## EXERCISE INSTRUCTIONS
List every line in the entries that contains the word "water", and treat case as significant.

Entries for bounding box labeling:
************
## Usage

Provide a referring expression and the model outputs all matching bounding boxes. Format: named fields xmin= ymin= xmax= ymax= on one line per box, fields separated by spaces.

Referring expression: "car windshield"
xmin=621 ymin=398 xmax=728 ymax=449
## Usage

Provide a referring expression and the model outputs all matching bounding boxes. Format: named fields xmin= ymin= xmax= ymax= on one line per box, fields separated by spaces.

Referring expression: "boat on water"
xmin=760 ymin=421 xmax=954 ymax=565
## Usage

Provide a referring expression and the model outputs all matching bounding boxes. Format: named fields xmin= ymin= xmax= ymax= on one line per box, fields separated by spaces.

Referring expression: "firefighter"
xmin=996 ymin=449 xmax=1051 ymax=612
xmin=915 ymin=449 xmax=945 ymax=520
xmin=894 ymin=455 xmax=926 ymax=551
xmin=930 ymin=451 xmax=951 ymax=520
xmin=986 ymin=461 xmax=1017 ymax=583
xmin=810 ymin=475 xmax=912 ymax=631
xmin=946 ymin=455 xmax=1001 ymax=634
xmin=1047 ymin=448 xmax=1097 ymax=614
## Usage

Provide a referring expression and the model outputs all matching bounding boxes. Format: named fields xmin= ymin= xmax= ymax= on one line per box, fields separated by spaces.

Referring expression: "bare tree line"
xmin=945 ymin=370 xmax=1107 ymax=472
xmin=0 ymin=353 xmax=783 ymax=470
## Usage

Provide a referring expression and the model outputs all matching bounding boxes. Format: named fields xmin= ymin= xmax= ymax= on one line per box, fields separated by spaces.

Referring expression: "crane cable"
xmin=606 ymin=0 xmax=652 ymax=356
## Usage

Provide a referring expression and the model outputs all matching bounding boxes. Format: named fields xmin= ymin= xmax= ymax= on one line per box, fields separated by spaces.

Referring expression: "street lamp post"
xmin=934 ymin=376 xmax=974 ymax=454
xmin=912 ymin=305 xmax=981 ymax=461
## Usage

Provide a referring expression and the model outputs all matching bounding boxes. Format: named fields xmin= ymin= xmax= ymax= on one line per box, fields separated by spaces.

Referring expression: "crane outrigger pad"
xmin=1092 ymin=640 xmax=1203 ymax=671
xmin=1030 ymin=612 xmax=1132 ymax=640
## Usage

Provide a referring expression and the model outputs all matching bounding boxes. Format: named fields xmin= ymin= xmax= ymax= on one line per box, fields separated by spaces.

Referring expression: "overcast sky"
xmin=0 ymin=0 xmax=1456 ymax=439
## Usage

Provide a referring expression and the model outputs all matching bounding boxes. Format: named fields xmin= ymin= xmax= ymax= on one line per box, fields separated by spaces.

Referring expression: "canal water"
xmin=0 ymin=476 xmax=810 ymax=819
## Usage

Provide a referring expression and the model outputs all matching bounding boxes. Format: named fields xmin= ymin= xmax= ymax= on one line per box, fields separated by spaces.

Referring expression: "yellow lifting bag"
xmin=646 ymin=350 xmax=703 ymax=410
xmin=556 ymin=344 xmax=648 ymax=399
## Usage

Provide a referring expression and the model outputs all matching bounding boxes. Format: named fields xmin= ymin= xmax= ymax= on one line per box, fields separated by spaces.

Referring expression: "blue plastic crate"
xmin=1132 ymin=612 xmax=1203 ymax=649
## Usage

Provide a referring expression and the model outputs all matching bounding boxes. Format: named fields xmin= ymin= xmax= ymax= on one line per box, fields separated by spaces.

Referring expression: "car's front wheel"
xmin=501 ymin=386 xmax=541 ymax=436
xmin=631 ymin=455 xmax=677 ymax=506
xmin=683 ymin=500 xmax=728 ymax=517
************
## RESULT
Referring expression: "boat on water"
Referring expression: "canal water"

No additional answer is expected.